§ List of tasks
1) Condense the paragraph in the Trek 2200 size thread below that begins "I am 5`10" and plan on buying" into a short bulleted list that keeps its main facts.
2) Translate this sentence from the Trek 2200 size thread below into Spanish: "Right now im riding a very old 2300 Trek."

§ Supplied passage
━━━━━━

# Trek 2200 size



## Viva Mexico! (Nov 22, 2005)

I am 5`10" and plan on buying a Trek 2200 bike.
Unfortunately i cannot test ride the bike cause my LBS is pretty small.
Right now im riding a very old 2300 Trek.
I want it to be my training and racing bike, with a racing specific wheelset that is.
Should i be choosing a 54 or a 56?
Thanks!


----------



## The The (Sep 9, 2002)

Viva Mexico! said:


> I am 5`10" and plan on buying a Trek 2200 bike.
> Unfortunately i cannot test ride the bike cause my LBS is pretty small.
> Right now im riding a very old 2300 Trek.
> I want it to be my training and racing bike, with a racing specific wheelset that is.
> ...

━━━━━━

§ Excerpted records
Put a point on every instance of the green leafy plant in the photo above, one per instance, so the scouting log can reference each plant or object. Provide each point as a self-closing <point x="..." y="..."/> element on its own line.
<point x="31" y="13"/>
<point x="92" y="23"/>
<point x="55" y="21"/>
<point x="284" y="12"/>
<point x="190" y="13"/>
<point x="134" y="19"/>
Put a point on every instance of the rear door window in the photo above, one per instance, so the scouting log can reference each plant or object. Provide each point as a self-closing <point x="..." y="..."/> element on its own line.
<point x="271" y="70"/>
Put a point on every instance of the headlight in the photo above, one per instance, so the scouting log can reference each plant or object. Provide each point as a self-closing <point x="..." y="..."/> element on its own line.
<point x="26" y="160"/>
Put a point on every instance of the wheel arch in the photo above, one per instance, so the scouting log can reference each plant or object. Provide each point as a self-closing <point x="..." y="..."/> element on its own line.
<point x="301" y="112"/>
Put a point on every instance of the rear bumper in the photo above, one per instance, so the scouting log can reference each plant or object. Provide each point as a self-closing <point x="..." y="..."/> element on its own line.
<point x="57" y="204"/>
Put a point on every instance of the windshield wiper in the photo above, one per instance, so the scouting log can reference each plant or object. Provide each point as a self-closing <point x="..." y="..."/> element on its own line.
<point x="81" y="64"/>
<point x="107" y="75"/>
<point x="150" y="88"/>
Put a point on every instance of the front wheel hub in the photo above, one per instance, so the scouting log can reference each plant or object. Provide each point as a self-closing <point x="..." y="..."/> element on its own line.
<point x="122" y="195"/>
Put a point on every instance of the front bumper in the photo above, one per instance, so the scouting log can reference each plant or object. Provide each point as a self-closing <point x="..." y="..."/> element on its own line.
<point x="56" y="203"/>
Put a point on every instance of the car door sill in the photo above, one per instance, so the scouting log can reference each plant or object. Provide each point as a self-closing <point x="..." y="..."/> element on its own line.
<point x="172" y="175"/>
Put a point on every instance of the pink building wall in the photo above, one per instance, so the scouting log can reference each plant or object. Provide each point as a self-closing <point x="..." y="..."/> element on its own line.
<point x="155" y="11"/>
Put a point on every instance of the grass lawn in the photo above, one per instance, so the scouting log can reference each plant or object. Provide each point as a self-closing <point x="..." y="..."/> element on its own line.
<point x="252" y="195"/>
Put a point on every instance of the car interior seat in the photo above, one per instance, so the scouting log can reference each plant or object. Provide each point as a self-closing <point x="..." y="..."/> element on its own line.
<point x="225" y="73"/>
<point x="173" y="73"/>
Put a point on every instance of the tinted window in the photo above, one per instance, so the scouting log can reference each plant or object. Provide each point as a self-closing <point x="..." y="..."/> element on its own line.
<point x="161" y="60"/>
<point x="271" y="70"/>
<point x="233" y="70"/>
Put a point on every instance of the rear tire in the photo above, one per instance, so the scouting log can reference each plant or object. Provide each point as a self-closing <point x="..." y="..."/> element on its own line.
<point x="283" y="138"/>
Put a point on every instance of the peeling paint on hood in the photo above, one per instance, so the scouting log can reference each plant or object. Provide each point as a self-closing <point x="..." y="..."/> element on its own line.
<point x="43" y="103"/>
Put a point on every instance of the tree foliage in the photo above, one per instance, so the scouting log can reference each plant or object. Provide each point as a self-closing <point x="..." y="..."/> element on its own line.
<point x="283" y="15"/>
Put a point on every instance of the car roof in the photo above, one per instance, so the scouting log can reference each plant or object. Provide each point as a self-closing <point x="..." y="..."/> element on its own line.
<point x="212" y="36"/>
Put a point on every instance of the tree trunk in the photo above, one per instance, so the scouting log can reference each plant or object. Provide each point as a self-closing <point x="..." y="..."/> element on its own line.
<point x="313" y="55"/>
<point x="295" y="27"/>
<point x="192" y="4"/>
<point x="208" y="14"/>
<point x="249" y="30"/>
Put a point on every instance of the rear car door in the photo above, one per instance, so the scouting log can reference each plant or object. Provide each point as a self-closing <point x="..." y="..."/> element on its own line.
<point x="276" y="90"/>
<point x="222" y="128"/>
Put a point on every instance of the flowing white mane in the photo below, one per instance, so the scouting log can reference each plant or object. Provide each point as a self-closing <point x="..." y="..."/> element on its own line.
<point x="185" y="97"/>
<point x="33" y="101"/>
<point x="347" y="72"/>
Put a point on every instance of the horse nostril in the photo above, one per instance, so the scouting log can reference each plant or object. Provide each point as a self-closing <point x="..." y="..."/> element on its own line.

━━━━━━

§ Exercise solutions
1)
- The poster is 5'10" and plans to buy a Trek 2200.
- The LBS is too small to allow a test ride.
- The poster currently rides a very old Trek 2300.
- The new bike will be for training and racing, with a racing-specific wheelset.
- The question is whether to choose a 54 or a 56.

2) Ahora mismo estoy usando una Trek 2300 muy vieja.